Fellow's research: Switch in cell identities can drive cancer-formation: Insights from fruit fly

12 Feb 2020

Fellow's research: Switch in cell identities can drive cancer-formation: Insights from fruit fly

Anjali Bajpai, Early Career Fellow, Indian Institute of Technology, Kanpur

In our latest research, we show the role of HedgeHog (Hh), a protein that regulates growth of cells, in dictating whether an ‘oncogenic hit’ leads to development of cancer or not.

Cells in an organ have unique identities and are constantly kept under very stringent control of growth and proliferation. Mutations resulting in loss of function of a “tumor suppressor gene” or activation of an “oncogene” disrupt the strict proliferative control of cells and results in runaway cancers. Intriguingly not every oncogenic mutation gives rise to cancer. Why is this so? Does a cell’s identity play a role in determining the outcome of an oncogenic hit?  

We have tried to address this question using the simple yet genetically very powerful model of the fruit fly, Drosophila melanogaster. In the fruit fly larvae, there are present sac-like structures called “imaginal discs”, which give rise to the future structures in the adult fly. For instance, the larval wing imaginal disc forms the wings of the adult fruit fly.

Remarkably, different cells of the larval wing disc express distinct cell fate genes that confer it unique identity; such as, cells of one half of the disc express the cell fate gene engrailed (en) which confers on them a “Posterior identity”. On the other hand, the “Anterior” half of the disc expresses the transcription factor Ci (Gli in mammals). The “Posterior” cells secrete the ligand Hedgehog (Hh) and therefore trigger Hh and Dpp signaling in the “Anterior” cells of the wing disc.

## Excerpted records

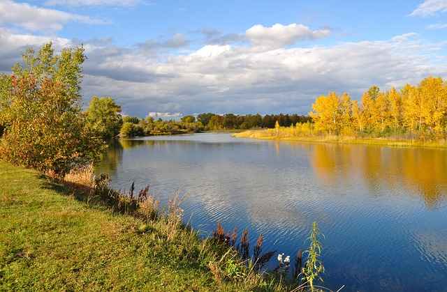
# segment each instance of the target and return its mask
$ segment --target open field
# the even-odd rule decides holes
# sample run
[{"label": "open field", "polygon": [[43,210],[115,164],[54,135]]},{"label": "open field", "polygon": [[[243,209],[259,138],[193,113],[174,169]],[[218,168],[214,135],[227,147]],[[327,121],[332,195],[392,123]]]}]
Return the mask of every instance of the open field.
[{"label": "open field", "polygon": [[38,172],[0,162],[0,291],[241,291],[217,283],[206,243],[86,201]]}]

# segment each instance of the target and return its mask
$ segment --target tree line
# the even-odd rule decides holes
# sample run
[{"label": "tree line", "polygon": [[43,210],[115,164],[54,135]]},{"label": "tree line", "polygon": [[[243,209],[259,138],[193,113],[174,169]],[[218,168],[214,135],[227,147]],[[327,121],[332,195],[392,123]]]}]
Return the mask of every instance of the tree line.
[{"label": "tree line", "polygon": [[91,98],[82,110],[84,48],[55,54],[51,43],[28,49],[11,74],[0,74],[0,158],[64,176],[97,160],[106,141],[122,137],[272,128],[309,121],[298,115],[186,116],[180,121],[123,116],[112,98]]},{"label": "tree line", "polygon": [[429,77],[418,85],[382,91],[376,86],[360,102],[348,93],[334,92],[316,98],[309,113],[316,131],[330,135],[445,138],[447,133],[447,82]]},{"label": "tree line", "polygon": [[144,118],[137,116],[122,116],[121,107],[110,97],[94,96],[87,110],[83,113],[87,125],[105,139],[114,137],[123,138],[175,135],[198,132],[205,130],[225,130],[274,128],[275,123],[288,127],[297,123],[310,121],[306,116],[298,114],[261,114],[223,115],[205,113],[197,116],[189,115],[179,121],[154,119],[148,116]]}]

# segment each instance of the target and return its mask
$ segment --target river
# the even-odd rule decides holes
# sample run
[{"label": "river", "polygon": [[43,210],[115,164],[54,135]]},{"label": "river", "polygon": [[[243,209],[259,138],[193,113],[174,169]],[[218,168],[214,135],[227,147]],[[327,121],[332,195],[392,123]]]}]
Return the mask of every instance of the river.
[{"label": "river", "polygon": [[265,251],[294,256],[317,222],[334,290],[447,291],[447,151],[203,133],[122,141],[96,171],[162,203],[184,196],[204,236],[247,228]]}]

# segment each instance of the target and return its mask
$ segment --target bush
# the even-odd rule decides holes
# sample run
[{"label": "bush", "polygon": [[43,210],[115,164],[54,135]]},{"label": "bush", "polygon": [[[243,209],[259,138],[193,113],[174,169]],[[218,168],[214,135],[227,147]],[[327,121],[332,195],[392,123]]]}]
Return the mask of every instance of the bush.
[{"label": "bush", "polygon": [[0,157],[13,164],[64,175],[96,159],[103,150],[81,113],[83,49],[54,55],[52,44],[29,49],[16,65],[2,100]]},{"label": "bush", "polygon": [[119,136],[122,138],[131,138],[137,136],[143,136],[142,128],[139,125],[133,123],[126,122],[123,124],[119,131]]}]

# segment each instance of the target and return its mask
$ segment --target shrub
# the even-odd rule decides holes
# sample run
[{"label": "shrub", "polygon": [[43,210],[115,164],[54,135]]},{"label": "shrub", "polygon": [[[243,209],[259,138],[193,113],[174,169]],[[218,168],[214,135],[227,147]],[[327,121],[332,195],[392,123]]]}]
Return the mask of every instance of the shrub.
[{"label": "shrub", "polygon": [[82,47],[54,55],[49,43],[37,54],[29,49],[24,65],[13,68],[0,92],[2,159],[60,176],[98,157],[102,141],[92,138],[80,111],[85,59]]}]

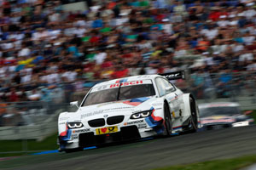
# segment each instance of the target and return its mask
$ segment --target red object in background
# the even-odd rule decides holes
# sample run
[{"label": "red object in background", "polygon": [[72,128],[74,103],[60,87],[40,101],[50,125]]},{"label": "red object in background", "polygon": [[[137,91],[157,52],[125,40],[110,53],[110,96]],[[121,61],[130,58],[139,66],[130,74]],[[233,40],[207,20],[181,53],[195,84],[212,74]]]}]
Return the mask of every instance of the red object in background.
[{"label": "red object in background", "polygon": [[121,78],[124,76],[127,76],[129,73],[128,69],[124,69],[122,71],[116,71],[112,74],[113,78]]},{"label": "red object in background", "polygon": [[112,66],[112,62],[111,61],[105,61],[102,64],[101,67],[102,68],[108,68],[108,67],[110,67]]},{"label": "red object in background", "polygon": [[219,19],[220,15],[221,13],[219,11],[213,11],[210,14],[209,19],[211,19],[213,21],[217,21]]},{"label": "red object in background", "polygon": [[19,96],[17,95],[16,92],[11,92],[9,99],[10,102],[18,101]]},{"label": "red object in background", "polygon": [[91,43],[97,43],[100,41],[100,37],[97,36],[92,37],[91,38],[90,38],[90,42]]},{"label": "red object in background", "polygon": [[132,57],[133,55],[131,54],[125,54],[122,55],[122,58],[131,58]]},{"label": "red object in background", "polygon": [[115,5],[116,5],[116,3],[111,2],[110,3],[108,3],[108,8],[112,9],[115,7]]},{"label": "red object in background", "polygon": [[248,50],[254,50],[256,49],[256,43],[253,43],[252,45],[247,45],[246,46],[246,48],[247,48]]},{"label": "red object in background", "polygon": [[160,67],[160,68],[158,68],[158,69],[157,69],[157,73],[159,73],[159,74],[162,74],[162,73],[164,73],[164,71],[165,71],[165,69],[164,69],[164,68],[162,68],[162,67]]},{"label": "red object in background", "polygon": [[158,14],[156,16],[156,20],[158,20],[158,22],[162,22],[162,20],[166,17],[165,14]]}]

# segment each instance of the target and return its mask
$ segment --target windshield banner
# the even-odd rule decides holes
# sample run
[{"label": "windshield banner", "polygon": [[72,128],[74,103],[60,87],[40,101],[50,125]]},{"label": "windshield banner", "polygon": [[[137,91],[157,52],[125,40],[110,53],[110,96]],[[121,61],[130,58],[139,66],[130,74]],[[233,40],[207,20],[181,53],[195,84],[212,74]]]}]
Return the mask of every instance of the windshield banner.
[{"label": "windshield banner", "polygon": [[136,80],[136,81],[130,81],[130,82],[116,82],[116,83],[113,83],[113,84],[108,84],[108,85],[103,85],[103,86],[100,86],[97,88],[94,88],[90,91],[90,93],[105,90],[108,88],[119,88],[119,86],[126,87],[126,86],[133,86],[133,85],[140,85],[140,84],[152,84],[152,81],[151,80]]}]

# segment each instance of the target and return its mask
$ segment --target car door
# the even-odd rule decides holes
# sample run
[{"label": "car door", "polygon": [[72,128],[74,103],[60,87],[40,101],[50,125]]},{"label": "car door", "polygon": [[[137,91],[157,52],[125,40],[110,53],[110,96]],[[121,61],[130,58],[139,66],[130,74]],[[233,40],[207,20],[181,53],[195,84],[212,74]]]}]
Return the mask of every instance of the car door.
[{"label": "car door", "polygon": [[170,111],[172,115],[172,117],[180,117],[179,96],[177,94],[177,93],[175,93],[175,87],[166,79],[162,77],[157,77],[155,82],[160,97],[164,97],[169,104]]}]

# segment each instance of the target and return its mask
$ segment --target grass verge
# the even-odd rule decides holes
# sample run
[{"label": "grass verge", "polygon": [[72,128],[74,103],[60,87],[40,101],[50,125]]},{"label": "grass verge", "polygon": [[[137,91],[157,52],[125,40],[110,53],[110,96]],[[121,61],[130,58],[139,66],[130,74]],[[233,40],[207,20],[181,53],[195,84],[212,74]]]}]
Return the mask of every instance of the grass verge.
[{"label": "grass verge", "polygon": [[57,133],[53,134],[40,142],[32,139],[27,141],[0,140],[1,152],[13,152],[6,154],[0,153],[0,157],[28,155],[31,154],[29,151],[32,150],[49,150],[57,149]]},{"label": "grass verge", "polygon": [[237,170],[256,163],[256,156],[178,165],[154,170]]}]

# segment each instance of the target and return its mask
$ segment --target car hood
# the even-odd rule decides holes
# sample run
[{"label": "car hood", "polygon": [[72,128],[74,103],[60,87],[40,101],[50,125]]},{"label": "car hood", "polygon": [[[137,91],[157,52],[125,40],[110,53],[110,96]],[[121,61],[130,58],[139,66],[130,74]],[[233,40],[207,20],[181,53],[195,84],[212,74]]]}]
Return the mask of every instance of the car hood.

## How to complete this task
Could you continue the article on cell identity and cancer in the fruit fly, starting right after its last sentence?

## Result for this exercise
We observed that cells with loss of tumor suppressor gene, lgl, along with gain of en, undergo  cancerous transformation, but strikingly in only the Anterior half of the wing disc, while they grow poorly and fail to transform in the Posterior half of the wing disc. This dichotomous behavior could be traced to the developmental role of En. Gain of En in lgl mutant cells triggers aberrant Hh signaling in the surrounding normal Ci-expressing cells of the Anterior half of the wing disc. The Hh and Dpp signaling from these normal neighbors in turn facilitate abnormal growth and transformation of the mutant lgl cell. On the other hand, lgl mutant cells with gain of ci undergo cancerous transformation in only the Posterior half of the wing disc wherein these display autonomous gain of Hh and Dpp signaling.

We also show that in the developing eye, where the Hh signaling triggers retinal differentiation, ci- or en-expressing lgl mutant cells fail to become cancerous and instead undergo differentiation to retinal fate.

Many human cancers are Hh-dependent and are peculiar owing to their tissue-specific occurrences. Taking a clue from the current study in Drosophila, a look at the developmental context of their origin may offer better mechanistic understanding and novel therapeutic strategies for their inhibition.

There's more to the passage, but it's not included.